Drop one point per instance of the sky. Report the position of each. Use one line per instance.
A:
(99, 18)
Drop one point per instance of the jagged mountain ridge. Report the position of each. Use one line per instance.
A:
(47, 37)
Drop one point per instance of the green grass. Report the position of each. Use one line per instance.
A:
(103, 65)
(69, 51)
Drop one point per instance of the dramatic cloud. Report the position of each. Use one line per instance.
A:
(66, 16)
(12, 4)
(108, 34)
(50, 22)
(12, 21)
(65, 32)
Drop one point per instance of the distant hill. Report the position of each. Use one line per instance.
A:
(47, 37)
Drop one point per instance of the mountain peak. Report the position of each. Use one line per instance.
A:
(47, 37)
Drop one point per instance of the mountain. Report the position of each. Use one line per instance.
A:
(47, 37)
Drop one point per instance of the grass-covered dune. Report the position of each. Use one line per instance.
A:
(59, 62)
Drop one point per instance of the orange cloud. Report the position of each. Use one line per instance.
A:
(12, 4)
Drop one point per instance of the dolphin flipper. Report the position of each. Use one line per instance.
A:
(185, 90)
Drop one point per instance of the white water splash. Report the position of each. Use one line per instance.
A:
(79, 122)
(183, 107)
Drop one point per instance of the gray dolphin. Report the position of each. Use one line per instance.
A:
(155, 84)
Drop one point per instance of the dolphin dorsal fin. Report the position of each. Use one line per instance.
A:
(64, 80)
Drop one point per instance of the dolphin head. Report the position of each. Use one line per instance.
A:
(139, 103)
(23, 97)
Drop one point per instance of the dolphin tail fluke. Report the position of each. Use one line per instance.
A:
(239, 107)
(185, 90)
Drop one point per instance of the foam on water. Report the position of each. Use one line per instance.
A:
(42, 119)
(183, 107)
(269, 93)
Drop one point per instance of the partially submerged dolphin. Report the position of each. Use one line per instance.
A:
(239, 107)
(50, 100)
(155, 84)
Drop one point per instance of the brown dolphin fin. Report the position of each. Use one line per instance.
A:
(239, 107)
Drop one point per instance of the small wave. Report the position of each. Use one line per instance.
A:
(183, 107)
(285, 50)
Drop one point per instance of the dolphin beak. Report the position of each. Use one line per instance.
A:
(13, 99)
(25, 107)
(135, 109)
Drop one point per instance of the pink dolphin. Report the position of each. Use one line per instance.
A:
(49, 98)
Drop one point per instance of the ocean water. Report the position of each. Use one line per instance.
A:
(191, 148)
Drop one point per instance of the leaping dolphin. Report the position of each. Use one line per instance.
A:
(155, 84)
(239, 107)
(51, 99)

== == ==

### Task details
Bring together all lines in the records where the word "cloud" is found.

### Task response
Drop one point per instance of the dramatic cloud. Report the position of each. Use one line per instance.
Drop one point per instance of the orange cloud. Report the position of each. Use one line per instance.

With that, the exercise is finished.